# YOUR OBJECTIVE
The job is to find each line in the entries holding the string "below" and copy that line.
┌─ INFORMATION
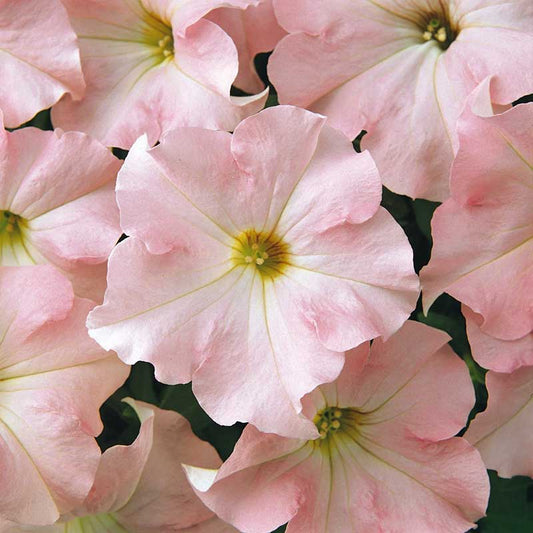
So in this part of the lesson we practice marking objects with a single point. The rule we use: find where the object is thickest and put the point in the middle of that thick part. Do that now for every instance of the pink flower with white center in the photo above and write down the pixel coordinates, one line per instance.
(502, 433)
(253, 30)
(483, 234)
(57, 204)
(142, 488)
(153, 65)
(53, 380)
(39, 58)
(497, 354)
(386, 458)
(402, 70)
(255, 260)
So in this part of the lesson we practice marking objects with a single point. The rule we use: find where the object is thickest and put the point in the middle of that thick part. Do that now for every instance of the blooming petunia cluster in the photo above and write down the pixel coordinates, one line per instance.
(283, 203)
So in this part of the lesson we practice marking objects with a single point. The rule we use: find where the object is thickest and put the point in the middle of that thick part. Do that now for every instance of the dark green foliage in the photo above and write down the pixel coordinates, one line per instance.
(510, 506)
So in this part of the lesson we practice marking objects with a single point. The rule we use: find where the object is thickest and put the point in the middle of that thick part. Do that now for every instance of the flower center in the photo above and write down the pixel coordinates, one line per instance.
(267, 253)
(438, 29)
(329, 420)
(14, 251)
(166, 45)
(157, 33)
(9, 223)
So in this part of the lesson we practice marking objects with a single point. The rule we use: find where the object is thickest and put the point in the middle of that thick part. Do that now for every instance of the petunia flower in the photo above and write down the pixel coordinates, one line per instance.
(255, 260)
(493, 353)
(57, 204)
(151, 66)
(502, 433)
(483, 234)
(253, 30)
(386, 458)
(142, 488)
(53, 380)
(402, 70)
(39, 58)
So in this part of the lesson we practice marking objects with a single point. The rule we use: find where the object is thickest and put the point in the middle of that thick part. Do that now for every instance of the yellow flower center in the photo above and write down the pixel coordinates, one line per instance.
(265, 252)
(329, 420)
(9, 222)
(13, 248)
(439, 30)
(166, 45)
(157, 33)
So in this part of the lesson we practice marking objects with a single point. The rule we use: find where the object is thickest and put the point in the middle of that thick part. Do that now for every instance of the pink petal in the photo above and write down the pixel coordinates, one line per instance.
(163, 499)
(62, 185)
(190, 11)
(502, 433)
(493, 353)
(200, 314)
(363, 269)
(54, 380)
(398, 373)
(162, 184)
(255, 491)
(39, 58)
(132, 88)
(120, 469)
(365, 478)
(507, 27)
(336, 57)
(253, 31)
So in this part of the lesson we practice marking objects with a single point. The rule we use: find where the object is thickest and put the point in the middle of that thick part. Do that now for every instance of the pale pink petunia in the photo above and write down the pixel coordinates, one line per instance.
(253, 31)
(53, 380)
(386, 460)
(255, 260)
(142, 488)
(39, 58)
(57, 204)
(497, 354)
(153, 65)
(483, 234)
(503, 433)
(402, 70)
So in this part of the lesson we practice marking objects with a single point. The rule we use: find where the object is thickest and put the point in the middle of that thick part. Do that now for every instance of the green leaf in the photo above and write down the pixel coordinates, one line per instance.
(510, 506)
(181, 399)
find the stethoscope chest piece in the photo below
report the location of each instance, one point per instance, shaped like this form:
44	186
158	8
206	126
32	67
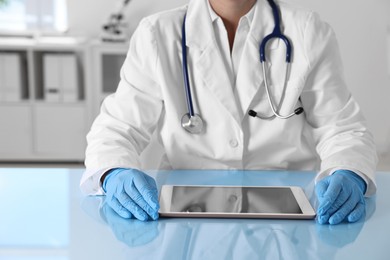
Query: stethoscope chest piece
192	124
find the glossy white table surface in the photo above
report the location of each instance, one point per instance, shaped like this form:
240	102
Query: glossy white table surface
44	216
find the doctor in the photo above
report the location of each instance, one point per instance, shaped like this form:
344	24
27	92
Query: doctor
226	79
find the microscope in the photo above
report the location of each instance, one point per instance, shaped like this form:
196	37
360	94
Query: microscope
115	30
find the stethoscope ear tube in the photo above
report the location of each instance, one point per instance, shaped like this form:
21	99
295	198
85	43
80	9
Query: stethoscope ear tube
190	121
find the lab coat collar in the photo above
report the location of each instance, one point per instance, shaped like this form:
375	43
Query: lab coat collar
200	32
250	80
200	36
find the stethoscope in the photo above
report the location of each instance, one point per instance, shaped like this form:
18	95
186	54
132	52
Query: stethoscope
193	122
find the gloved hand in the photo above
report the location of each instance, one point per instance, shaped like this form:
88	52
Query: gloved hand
131	193
130	231
340	197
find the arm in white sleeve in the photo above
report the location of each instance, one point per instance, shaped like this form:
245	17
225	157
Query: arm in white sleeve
339	128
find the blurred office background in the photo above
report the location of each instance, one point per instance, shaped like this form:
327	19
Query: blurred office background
55	70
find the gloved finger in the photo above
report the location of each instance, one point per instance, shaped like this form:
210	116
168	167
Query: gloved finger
357	213
340	200
118	208
139	199
148	189
329	196
323	219
127	202
344	210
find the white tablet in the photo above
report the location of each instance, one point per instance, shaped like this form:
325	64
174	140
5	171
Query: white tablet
234	202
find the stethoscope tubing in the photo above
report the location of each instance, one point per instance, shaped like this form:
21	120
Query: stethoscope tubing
192	121
185	70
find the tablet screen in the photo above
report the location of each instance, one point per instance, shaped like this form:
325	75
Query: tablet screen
234	200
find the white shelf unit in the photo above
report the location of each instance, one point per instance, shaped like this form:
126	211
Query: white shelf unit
107	60
33	129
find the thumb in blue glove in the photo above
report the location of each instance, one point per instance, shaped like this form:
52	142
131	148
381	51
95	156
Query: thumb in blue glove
340	197
130	192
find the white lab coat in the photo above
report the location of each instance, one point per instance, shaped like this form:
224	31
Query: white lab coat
330	134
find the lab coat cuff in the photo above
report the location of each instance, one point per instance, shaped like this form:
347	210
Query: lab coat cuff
371	185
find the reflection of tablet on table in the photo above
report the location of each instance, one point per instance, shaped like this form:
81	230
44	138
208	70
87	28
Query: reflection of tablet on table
235	202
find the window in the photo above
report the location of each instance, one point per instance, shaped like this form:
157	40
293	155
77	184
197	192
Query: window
33	15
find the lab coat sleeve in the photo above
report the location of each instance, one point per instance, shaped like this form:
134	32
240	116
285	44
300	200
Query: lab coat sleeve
128	117
339	128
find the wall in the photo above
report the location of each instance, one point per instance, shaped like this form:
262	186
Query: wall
361	27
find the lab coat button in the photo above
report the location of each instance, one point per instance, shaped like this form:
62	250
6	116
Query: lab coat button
233	143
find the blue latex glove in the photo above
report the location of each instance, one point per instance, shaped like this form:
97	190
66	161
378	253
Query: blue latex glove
131	193
341	197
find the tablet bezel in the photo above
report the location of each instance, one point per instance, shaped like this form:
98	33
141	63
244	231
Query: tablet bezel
307	210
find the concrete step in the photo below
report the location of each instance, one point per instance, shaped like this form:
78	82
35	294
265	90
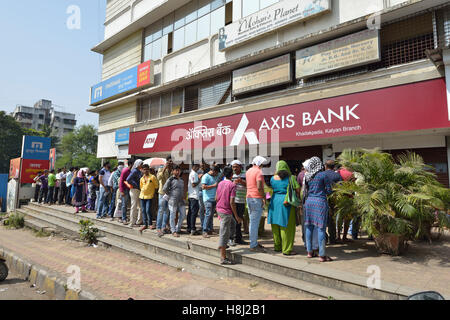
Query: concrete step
39	226
212	264
179	249
192	261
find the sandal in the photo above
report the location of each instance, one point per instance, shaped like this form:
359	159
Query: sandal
325	259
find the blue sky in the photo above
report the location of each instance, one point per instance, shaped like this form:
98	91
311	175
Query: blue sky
40	58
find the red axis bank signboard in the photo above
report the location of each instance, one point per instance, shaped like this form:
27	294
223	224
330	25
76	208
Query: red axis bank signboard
415	106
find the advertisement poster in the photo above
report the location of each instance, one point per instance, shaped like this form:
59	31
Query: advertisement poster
37	148
30	168
136	77
14	168
52	159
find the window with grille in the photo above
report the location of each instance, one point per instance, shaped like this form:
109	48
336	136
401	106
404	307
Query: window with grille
401	42
209	93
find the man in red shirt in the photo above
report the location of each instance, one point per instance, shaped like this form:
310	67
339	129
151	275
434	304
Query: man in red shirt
124	190
226	208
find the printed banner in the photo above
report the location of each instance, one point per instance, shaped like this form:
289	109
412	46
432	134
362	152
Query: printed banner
416	106
37	148
269	73
269	19
14	168
343	53
30	168
122	136
52	159
139	76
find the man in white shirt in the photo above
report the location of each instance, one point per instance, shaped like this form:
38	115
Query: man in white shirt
193	194
103	204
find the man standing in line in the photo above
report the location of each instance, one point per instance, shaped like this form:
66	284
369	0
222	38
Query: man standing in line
209	187
163	210
63	187
103	178
44	187
113	183
51	187
334	178
57	186
37	184
241	194
174	189
69	177
201	205
226	208
193	191
255	200
133	182
124	190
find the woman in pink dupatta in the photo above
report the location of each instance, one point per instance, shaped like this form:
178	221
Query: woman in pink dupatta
81	186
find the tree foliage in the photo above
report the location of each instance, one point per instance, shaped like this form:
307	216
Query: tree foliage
79	149
401	197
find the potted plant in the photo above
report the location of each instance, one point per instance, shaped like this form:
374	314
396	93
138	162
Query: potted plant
397	201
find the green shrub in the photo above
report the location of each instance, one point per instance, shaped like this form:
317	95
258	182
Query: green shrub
399	196
88	232
14	221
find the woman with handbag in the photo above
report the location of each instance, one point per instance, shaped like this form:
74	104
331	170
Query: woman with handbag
315	209
282	209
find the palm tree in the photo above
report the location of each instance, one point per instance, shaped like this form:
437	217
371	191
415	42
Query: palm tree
401	198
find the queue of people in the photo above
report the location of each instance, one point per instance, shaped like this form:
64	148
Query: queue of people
228	193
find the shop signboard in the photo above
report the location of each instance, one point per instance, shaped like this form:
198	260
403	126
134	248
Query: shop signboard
265	74
14	168
122	136
393	109
269	19
136	77
37	148
343	53
30	168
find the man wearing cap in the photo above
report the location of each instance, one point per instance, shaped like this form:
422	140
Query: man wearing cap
193	192
255	200
241	193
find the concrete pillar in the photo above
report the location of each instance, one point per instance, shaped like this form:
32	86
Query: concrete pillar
446	56
448	156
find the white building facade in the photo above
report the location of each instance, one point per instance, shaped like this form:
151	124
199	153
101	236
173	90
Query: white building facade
214	78
44	114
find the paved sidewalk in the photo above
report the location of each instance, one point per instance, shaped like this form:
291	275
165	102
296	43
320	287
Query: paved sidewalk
117	275
423	267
└─
# TASK OUTPUT
find the stethoscope chest piece in the photo below
find the concrete step in the photo below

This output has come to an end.